Items from a point annotation set
= = = = = = =

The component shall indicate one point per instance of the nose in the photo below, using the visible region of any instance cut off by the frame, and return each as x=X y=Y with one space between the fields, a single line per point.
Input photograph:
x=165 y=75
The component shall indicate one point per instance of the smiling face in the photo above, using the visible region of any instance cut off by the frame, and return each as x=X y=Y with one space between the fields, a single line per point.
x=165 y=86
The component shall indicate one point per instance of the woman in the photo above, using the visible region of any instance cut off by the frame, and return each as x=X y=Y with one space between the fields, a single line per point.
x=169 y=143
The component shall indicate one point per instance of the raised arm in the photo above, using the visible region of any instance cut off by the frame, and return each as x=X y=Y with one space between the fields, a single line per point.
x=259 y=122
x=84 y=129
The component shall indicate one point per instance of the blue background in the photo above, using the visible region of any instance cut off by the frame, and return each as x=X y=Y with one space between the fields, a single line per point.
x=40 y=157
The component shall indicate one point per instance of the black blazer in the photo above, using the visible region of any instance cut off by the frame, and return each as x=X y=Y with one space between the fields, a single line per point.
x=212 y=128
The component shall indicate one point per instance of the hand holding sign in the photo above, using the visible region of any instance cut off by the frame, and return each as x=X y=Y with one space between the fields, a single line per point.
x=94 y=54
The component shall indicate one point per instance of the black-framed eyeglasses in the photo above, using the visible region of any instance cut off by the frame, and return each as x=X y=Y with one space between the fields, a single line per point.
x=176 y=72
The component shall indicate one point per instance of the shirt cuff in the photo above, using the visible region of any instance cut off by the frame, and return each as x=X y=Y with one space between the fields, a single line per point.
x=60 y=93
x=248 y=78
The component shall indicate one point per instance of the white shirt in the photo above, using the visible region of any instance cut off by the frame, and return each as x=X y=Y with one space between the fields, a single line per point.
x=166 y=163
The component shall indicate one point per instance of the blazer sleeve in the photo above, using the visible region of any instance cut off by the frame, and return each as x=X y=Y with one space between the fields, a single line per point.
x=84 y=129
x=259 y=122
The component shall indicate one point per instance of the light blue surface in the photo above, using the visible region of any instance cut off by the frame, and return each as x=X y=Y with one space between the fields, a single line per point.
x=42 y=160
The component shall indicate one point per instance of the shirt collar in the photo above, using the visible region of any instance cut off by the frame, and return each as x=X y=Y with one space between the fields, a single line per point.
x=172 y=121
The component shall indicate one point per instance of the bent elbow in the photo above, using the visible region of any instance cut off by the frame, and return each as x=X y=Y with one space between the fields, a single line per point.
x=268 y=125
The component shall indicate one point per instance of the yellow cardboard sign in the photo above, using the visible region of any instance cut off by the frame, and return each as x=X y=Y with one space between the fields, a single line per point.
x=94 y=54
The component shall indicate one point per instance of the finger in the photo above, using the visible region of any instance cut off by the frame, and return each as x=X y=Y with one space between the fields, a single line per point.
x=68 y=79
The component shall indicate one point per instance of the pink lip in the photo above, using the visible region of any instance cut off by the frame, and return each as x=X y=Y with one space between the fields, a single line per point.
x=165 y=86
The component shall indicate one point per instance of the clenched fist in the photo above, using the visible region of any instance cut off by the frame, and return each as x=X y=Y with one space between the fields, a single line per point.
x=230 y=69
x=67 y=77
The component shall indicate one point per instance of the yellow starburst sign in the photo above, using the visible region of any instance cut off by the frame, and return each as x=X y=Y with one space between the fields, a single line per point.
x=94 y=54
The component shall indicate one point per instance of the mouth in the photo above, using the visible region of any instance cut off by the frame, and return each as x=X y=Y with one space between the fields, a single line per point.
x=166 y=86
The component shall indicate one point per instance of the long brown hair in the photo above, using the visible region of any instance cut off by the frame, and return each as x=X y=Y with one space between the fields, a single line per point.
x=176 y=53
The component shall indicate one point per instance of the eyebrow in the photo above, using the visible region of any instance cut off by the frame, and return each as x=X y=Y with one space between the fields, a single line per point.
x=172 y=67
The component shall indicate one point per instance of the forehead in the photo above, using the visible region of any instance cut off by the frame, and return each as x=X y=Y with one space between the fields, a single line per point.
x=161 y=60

= = = = = = =

_Objective_
Copy every item above word for word, without changing anything.

_Response to the exercise_
The component shall indicate one point per instance of the nose in the photo below, using the visible region of any instance cut off by the frame, and return each as x=X y=Y with one space between the fields, a single line per point.
Input photograph:
x=165 y=75
The component shall indicate one point per instance of the smiling face in the photo above, using the visible region of any instance cut off by the frame, and return each as x=X y=Y with one space between the fields, a single line per point.
x=165 y=86
The component shall indicate one point per instance of the woman in the photo above, using the visible region of any instance cut off by the frame, and return each as x=X y=Y with one space between the fields, a single line per point.
x=169 y=143
The component shall indicate one point per instance of the raised arm in the photo above, using the visible region of any instance cut off by the frame, and return each as x=X y=Y with one space between the fields, a single line per point.
x=259 y=122
x=84 y=129
The component shall indicate one point per instance of the blue background in the photo above, using the visible region of any instance cut off by the frame, and return each as x=X y=Y with one space between the fields, a single line per point.
x=40 y=157
The component shall indicate one point per instance of the black blazer in the photo above, using the visible region of any instance cut off by the frame, and return each as x=X y=Y with one space between the fields, a single line per point.
x=212 y=128
The component shall indicate one point per instance of the hand holding sign in the photo above, using the visible region of any instance cut off by the frame, and return each as x=X y=Y with one space between the fields, a single line per point.
x=94 y=54
The component shall indicate one point per instance of the black-framed eyeglasses in the photo above, using the visible region of any instance cut off by the frame, and return each as x=X y=Y with one space between the fields, a single line per point.
x=176 y=72
The component shall indicate one point per instance of the shirt cuff in the photo above, using the visible region of any instance cut off by the frame, and return each as x=X y=Y with one space between the fields, a single line per point.
x=60 y=93
x=248 y=78
The component shall indicate one point per instance of the white shirt in the photo above, using the visible region of any instance cut off by the frame, and return each as x=X y=Y with one space between the fields, a single line per point.
x=166 y=163
The component shall indicate one point per instance of the blazer sleeve in the photo above, using the visible region of any instance cut off by the frame, and return each as x=X y=Y with one space between the fields, a single line per point.
x=84 y=129
x=259 y=122
The component shall indicate one point per instance of the light blue surface in the photo above, using the visible region of any instance cut off by the frame, and return each as x=X y=Y with one space between the fields, a single line per point.
x=42 y=160
The component shall indicate one point per instance of the shirt collar in the photo above, using the visible region of any instance cut off by the frame, and return each as x=X y=Y with one space between the fields, a single line per point.
x=172 y=121
The component shall indicate one point per instance of the bent elbow in the photo above, using the visible region of any instance cut off by the frame, and return each as x=X y=Y with one space between the fields, a single line per point.
x=268 y=125
The component shall indicate one point per instance of the yellow cardboard sign in the photo above, using the visible region of any instance cut off by the frame, and return each as x=X y=Y with one space between the fields, a single line per point.
x=94 y=54
The component shall indicate one point per instance of the finger in the photo above, using the visible region of any instance cut off by the frame, and return each as x=X y=Y with one space between the fields, a single line per point.
x=68 y=79
The component shall indicate one point per instance of the pink lip in the photo above, using the visible region of any instance cut off by the frame, and return each as x=X y=Y with one space between the fields, a single line per point.
x=165 y=86
The component shall indicate one point per instance of the clenched fist in the photo above, using the visible region of any instance cut off by the frame, and return each as x=X y=Y with one space between the fields, a single line per point.
x=230 y=69
x=67 y=77
The component shall indicate one point per instance of the yellow starburst sign in the photo above, using the visible region of any instance cut off by the frame, and return each as x=X y=Y with one space between the fields, a single line per point.
x=94 y=54
The component shall indicate one point per instance of the mouth in the photo above, using the visible region of any instance cut off by the frame, and return each as x=X y=Y with one space between the fields, a single line per point.
x=166 y=86
The component shall indicate one point per instance of the long brown hair in the photo above, using the visible region of any instance cut off by the frame, and return each as x=X y=Y with one space between the fields, a single line per point.
x=176 y=53
The component shall indicate one point per instance of the eyebrow in the photo above, using the visible region of any instance cut off by the frame, and return each as x=X y=Y with one space between the fields, a single line per point.
x=172 y=67
The component shall indicate one point per instance of the forehead in the photo above, using the visible region of any instance cut off by the frame, and return each as x=X y=Y with one space between the fields, a single line per point.
x=161 y=60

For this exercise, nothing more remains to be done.